● Belge Alıntısı:
################

Ekmeleddin İhsanoğlu’nun uluslararası arenada iyi tanınan, donanımlı ve birikimli bir kişi olduğu açık ve söylemlerinde de oldukça birleştirici ve nazik bir üslup kullanması, çoğu çevreler tarafından takdir topladı. Ancak toplumun büyük kesimi ve özellikle kırsal bölgeler tarafından yeterince tanınmaması ve sol kesimin Erdoğan’a rağmen İhsanoğlu’na mesafeli bakması önemli dezavantajları olacaktır. Kendisi siyaset içinden gelmediği için siyasi eleştirilere fazla maruz kalmadı. Tabii Başbakan Erdoğan, Ekmeleddin İhsanoğlu’nun bu toprakların insanı olmadığına atıfta bulundu ve Kahire doğumlu olduğunu söyleyerek, buradan eleştirdi. Ayrıca CHP seçmenlerinin bir kısmının yaz tatilinden feragat etmek istemeyeceklerine dair öngörüler de İhsanoğlu’nun işini daha da zorlaştıracak gibi gözüküyor.
Ekmeleddin İhsanoğlu’nun Ramazan ayında vatandaşları yormamak için olduğunu ileri sürse de miting yapmaması ve meydanları doldurmaması geniş kitlelere boy gösterme anlamında iyi olmadı. Aynı şekilde Kılıçdaroğlu ile Bahçeli’nin de, destek mitinglerine gereken önemi verdiklerini göremedik. Hatta MHP, sahaya inme ve İhsanoğlu’nu sahiplenme konusunda CHP’nin de gerisinde kaldı. MHP’nin sahadaki bu kötü performansı, kendi seçmeninden Erdoğan’a oy devşirmesine neden olacak. Meydanlara inmeden seçim kampanyası yürütülemez. Güreş tutabilmek için mindere çıkmak gereklidir…
Çatı ortaklığının seçimi sadece Tayyip Erdoğan karşıtlığı olarak görme algısı, yanlış bir seçim taktiği olmuştur. Belki de, İktidar partisi tabanına da hitap edecek ortak bir aday çıkartma üzerine kurulan iddialı seçim stratejisi, bu taktik planla kendi kendini sekteye uğramıştır.

################

● Verilen Bilgiler:
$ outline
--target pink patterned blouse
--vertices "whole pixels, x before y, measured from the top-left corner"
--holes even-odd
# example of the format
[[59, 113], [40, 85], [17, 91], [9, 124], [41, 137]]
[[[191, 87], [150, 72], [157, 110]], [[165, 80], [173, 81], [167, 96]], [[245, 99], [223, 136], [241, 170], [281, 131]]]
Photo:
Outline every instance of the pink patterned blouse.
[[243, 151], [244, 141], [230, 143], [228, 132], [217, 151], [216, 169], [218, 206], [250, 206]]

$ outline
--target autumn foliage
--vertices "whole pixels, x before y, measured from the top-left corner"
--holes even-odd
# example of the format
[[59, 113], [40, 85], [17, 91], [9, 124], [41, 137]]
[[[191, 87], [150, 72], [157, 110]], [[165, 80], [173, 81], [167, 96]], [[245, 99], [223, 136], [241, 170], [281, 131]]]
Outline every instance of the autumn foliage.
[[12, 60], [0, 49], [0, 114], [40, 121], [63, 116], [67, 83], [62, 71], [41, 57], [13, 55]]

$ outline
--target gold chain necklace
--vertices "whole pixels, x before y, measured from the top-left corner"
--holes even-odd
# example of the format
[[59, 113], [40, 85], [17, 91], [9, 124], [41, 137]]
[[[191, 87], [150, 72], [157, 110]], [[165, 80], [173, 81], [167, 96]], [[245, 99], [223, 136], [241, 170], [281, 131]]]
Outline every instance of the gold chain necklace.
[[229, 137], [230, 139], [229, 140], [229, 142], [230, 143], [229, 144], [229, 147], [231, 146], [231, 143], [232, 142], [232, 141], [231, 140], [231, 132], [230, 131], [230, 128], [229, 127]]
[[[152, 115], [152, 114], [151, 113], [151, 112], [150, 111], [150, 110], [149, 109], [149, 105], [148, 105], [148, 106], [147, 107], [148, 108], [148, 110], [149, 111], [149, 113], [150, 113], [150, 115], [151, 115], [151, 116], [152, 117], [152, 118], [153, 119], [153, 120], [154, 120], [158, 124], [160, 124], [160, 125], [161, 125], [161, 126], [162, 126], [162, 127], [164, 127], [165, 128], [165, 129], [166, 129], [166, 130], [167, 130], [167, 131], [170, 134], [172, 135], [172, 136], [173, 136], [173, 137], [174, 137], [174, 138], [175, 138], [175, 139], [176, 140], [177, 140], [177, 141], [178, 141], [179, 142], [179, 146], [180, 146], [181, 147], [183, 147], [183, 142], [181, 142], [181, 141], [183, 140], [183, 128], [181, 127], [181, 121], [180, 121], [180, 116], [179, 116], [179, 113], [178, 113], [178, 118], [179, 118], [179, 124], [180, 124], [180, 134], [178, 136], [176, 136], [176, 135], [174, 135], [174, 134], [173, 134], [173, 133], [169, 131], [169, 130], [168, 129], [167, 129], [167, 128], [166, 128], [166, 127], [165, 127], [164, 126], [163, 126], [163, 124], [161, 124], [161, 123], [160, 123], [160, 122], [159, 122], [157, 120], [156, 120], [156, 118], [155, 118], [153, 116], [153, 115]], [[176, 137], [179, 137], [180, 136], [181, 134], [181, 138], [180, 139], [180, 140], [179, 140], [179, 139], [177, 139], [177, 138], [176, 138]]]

################

● Tamamlanacak Alıştırmalar:
a - Aşağıdaki ifadelerin belge alıntısıyla uyuşup uyuşmadığını belirtin. Her biri için evet ya da hayır deyin ve buna karar verdiren sözleri metinden aynen alıntılayın.
(i) İhsanoğlu, Ramazan ayında miting yapmamıştır.
(ii) Erdoğan, İhsanoğlu’nun İstanbul doğumlu olduğunu söylemiştir.
(iii) MHP, İhsanoğlu’nu sahiplenme konusunda CHP’nin önünde yer almıştır.
b - Belge alıntısında "Ekmeleddin İhsanoğlu’nun uluslararası" sözlerinden başlayıp "zorlaştıracak gibi gözüküyor." sözleri de dahil olmak üzere o bölüme kadar olan kısmı aynen tekrarlayın.

● Alıştırma Cevapları:
a -
(i) Evet: “Ekmeleddin İhsanoğlu’nun Ramazan ayında vatandaşları yormamak için olduğunu ileri sürse de miting yapmaması”
(ii) Hayır: “Kahire doğumlu olduğunu söyleyerek”
(iii) Hayır: “MHP, sahaya inme ve İhsanoğlu’nu sahiplenme konusunda CHP’nin de gerisinde kaldı.”

b -
Ekmeleddin İhsanoğlu’nun uluslararası arenada iyi tanınan, donanımlı ve birikimli bir kişi olduğu açık ve söylemlerinde de oldukça birleştirici ve nazik bir üslup kullanması, çoğu çevreler tarafından takdir topladı. Ancak toplumun büyük kesimi ve özellikle kırsal bölgeler tarafından yeterince tanınmaması ve sol kesimin Erdoğan’a rağmen İhsanoğlu’na mesafeli bakması önemli dezavantajları olacaktır. Kendisi siyaset içinden gelmediği için siyasi eleştirilere fazla maruz kalmadı. Tabii Başbakan Erdoğan, Ekmeleddin İhsanoğlu’nun bu toprakların insanı olmadığına atıfta bulundu ve Kahire doğumlu olduğunu söyleyerek, buradan eleştirdi. Ayrıca CHP seçmenlerinin bir kısmının yaz tatilinden feragat etmek istemeyeceklerine dair öngörüler de İhsanoğlu’nun işini daha da zorlaştıracak gibi gözüküyor.